_Page text_:
Friday night in peak hour. PISSING with rain, rivers are flowing down cliffs on one side, a river over the road and flowing down a cavern on the other. 40kms top speed, still with an idiot in a WRX up your arse :blink: kinda driving.
But it was all worth it for the beers. Phil and Alistair are both really easy going and gave us a quick tour of the brewery. DrGonzo wanted to start working out stepped mashes on their equipment and where to make camp, but they distracted him with beer.

It was cold weather but I still love their wheat beer.
The pale was excellent, but even though i'm not a massive fan of dark beers, that porter is awesome. Not too much choc for a change. Freakin delicious.
I should have rang the Dragon and told her the car is broken and we had to book a couple of cheap rooms at the local pub.

Don't tease yourselves and drive there so you only have 3 small beers, get the Dragon to drive.


----------



## /// (18/6/07)

I'd be biased, but sounds like the impressive beer quality is partly due to impressive yeast supplied to them. But I am biased by being the supplier! 

Having been a party to the project for a long time it is wonderful to see Al doing so well, he just needs to send us a t-shirt as I did him a few weeks ago... ahem...

Scotty


----------



## Lukes (19/6/07)

Nice, a must for the next time I visit S.A.
The 2 liter Growlers look like the go.

From the web link:

"Try one of our Growlers - 2 liters of your favorite brew - that you can bring back for a refill!"





:chug: 

Luke


----------



## drsmurto (19/6/07)

July 14th..... i could almost walk there if it wasnt a mite frosty in the evenings. Driven past a few times. 

I play footy in Hahndorf that day so could go there via grumpys! Does 2 micros count as a pub crawl?

Cheers
DrSmurto


----------



## Kai (19/6/07)

tangent said:


> just to fill everyone in, DrGonzo suggests we take the more direct but scenic route to Lobethal.
> Friday night in peak hour. PISSING with rain, rivers are flowing down cliffs on one side, a river over the road and flowing down a cavern on the other. 40kms top speed, still with an idiot in a WRX up your arse :blink: kinda driving.



I reckon I know the road, though on hills roads I'm usually the idiot up y..err.. right behind.

My old man has been sending me SMS updates every time he goes there, mildly annoyed that they did not have the decency to open while I was still in town.


----------



## domonsura (19/6/07)

and we can always send you some more updates (and some tasting descriptions ...)if you want Kai....  

Yes....yes I am a bastard........


----------



## tangent (19/6/07)

have you noticed how great everything is in SA once you left Kai? 
MooBrew, Lobethal, Big Brew Parties


----------



## Back Yard Brewer (19/6/07)

InCider said:


> Screwtop gave be the drum a week or so ago - sounds fantastic. And then he told me about BRBs "man-shed and subterrainean man-labrynth"! Whoah!
> 
> What is it with SA and beer? You guys do it well. :beerbang:
> 
> ...



BTW thats BYB


----------



## Jazman (19/6/07)

14th no go for me


----------



## wee stu (19/6/07)

Black Dog Brewery said:


> Hi All,
> 
> Does anyone know who is behind this venture? Who is the master brewer there? Anyone from here?

_Given instruction 1_: In the Lobethal brewery thread, which beer did the first poster call awesome despite not being a big fan of dark beers?
_Given instruction 2_: Resume the Lobethal brewery thread from the point where it stops.

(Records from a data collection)
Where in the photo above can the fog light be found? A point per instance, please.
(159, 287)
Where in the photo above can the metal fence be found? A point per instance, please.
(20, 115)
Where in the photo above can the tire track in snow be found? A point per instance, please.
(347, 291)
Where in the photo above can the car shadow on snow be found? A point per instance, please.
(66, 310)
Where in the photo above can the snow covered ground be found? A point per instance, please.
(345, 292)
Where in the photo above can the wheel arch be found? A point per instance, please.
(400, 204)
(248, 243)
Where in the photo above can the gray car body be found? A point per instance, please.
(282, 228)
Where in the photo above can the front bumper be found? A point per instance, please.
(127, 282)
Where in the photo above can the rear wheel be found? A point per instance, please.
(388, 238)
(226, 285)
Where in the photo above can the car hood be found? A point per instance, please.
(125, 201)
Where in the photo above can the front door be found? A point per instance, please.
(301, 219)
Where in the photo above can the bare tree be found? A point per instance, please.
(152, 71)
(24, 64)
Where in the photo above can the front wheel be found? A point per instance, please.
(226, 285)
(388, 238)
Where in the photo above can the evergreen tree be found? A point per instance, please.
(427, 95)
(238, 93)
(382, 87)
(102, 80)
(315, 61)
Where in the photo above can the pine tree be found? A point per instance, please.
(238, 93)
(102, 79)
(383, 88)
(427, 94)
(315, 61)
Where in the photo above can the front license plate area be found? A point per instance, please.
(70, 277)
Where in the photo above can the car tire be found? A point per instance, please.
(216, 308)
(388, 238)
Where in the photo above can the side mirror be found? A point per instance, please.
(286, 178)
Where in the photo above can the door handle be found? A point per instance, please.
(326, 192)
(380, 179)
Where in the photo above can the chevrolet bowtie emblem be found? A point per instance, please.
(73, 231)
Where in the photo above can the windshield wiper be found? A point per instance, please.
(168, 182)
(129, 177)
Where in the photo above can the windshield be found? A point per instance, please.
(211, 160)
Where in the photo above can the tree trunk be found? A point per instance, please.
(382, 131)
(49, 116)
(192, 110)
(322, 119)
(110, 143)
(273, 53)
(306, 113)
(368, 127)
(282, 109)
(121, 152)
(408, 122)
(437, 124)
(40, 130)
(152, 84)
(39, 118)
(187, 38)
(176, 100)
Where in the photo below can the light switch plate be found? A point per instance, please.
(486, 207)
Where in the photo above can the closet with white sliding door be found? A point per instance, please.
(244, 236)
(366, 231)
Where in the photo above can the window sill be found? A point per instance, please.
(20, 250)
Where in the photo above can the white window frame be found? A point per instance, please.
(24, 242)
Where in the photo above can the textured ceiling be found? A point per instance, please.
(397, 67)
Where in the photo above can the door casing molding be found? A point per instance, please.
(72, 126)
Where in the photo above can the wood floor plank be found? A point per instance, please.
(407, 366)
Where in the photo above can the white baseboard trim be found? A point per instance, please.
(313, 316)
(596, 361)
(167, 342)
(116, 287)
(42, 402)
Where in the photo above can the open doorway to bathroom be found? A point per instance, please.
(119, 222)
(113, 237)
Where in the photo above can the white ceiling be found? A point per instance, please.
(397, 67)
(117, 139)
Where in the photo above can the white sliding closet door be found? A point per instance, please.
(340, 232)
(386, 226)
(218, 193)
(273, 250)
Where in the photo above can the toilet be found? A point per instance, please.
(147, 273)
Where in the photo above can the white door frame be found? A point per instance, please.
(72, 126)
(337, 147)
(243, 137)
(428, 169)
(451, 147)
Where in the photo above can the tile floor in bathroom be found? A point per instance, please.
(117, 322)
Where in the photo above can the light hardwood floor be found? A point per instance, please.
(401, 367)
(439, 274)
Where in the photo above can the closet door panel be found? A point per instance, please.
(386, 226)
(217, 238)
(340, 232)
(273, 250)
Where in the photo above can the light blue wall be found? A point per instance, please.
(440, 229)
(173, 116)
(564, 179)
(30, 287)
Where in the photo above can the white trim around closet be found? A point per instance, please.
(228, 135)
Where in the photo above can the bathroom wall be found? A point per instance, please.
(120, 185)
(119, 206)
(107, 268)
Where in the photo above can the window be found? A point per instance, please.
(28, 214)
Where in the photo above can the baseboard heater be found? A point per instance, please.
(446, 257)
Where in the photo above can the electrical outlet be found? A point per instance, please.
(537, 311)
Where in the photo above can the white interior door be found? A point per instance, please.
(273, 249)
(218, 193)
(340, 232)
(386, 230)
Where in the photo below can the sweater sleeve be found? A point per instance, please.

_Response 1_: The porter.

_Response 2_:
> 
> Cheers BDB



From memory, and vague memory at that, I seem to recall the guys are tree changers of a sort. 

Got them selves set up in the corporate or financial sector, had enough of it and quit to live the dream. 

Went to the States and got some work/study experience with breweries over there as part of a work experience type of study course. 

Came back, set up a brewery, and now, by all accounts, are bringing home the bacon.

Good luck to them. 

Could be true. 

Or could be the product of a deluded psyche. 

awrabest,

wee stu, 
hoping he remembers how to brew sometime soon.


----------



## tangent (19/6/07)

Good to see you again Stu.
Back from a brewing void?


----------



## tangent (19/6/07)

> From memory, and vague memory at that, I seem to recall the guys are tree changers of a sort.
> 
> Got them selves set up in the corporate or financial sector, had enough of it and quit to live the dream.
> 
> ...



bit harsh Stu :huh: 
it's not like they're Govt employees trying to join the Circus!


----------



## wee stu (20/6/07)

tangent said:


> bit harsh Stu :huh:
> it's not like they're Govt employees trying to join the Circus!



No criticism, implied or otherwise, intended.

Just a quick synopsis of their story, as I recall it.

I sincerely wish them all good luck. By all accounts they have made the most of any study and work experience. 

So, not critical - maybe a little green eyed, that I will admit too.

I already work for a circus, it just happens to be Government run


----------



## kirem (20/6/07)

I am going there on Saturday with my Dad.

I am in the area to say goodbye to Grandpa, so Dad and I will be having one for him, although being scottish he would rather we had a whisky on him.


Slinte mhr agad


----------



## Mr Bond (20/6/07)

what are they charging for a schooey $$$ wise ?


----------



## tangent (20/6/07)

you'd have to ask an accountant, numbers deliberately escape me because they bore me shitless but i'm sure some paper shuffler here made a mental note of expenditure and consumption.


----------



## Kai (20/6/07)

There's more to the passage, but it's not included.